Objetivo de la tarea - Según el comentario sobre el Evangelio que aparece a continuación, ¿por qué los maestros de la Ley reciben con un juicio negativo las sanaciones de Jesús? Respóndelo en una o dos oraciones, por favor.

Texto -
* * *
El Evangelio de esta semana nos presenta el juicio negativo con que son recibidas las sanaciones de Jesús. Los maestros de la Ley piensan que actúa en nombre de un espíritu impuro. Su familia duda y también se aleja, pero Él se da a conocer junto a quienes reciben el amor de Dios (Marcos 3: 20-35).
La teología de la liberación ha intentado definir la expulsión de los demonios como la emancipación de aquellos sistemas, estructuras e instituciones, que oprimen a las personas. Este también es el espíritu del mundo en que vivimos, espíritu que es autosuficiente, satisfecho consigo mismo, que no necesita a nadie más y considera que se lo merece todo. Estos son los síntomas que sana y cura Jesús.
Con sus curaciones, Él demuestra que todo sistema puede ser abierto a los cambios, y por lo tanto a la salvación y a la sanación, a la capacidad de amar y de recibir amor. Jesús como un sembrador, esparce entre sus discípulos y seguidores esta perspectiva de apertura. Todo lo que hace y dice quiere que nosotros y nosotras también lo hagamos. “Pues cualquiera que hace la voluntad de Dios, ése es mi hermano, mi hermana y mi madre” (Marcos 3: 35).
* * *
Datos de origen -
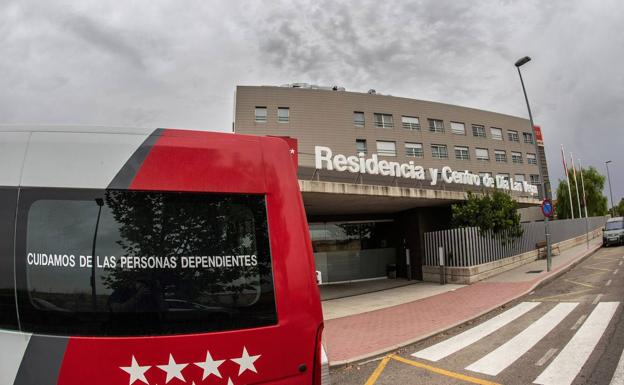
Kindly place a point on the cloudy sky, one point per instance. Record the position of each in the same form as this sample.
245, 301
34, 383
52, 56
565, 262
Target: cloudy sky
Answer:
176, 63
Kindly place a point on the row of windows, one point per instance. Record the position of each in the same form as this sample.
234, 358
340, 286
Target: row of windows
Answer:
* * *
Tarea resuelta - Los maestros de la Ley reciben con un juicio negativo las sanaciones de Jesús porque piensan que él actúa en nombre de un espíritu impuro.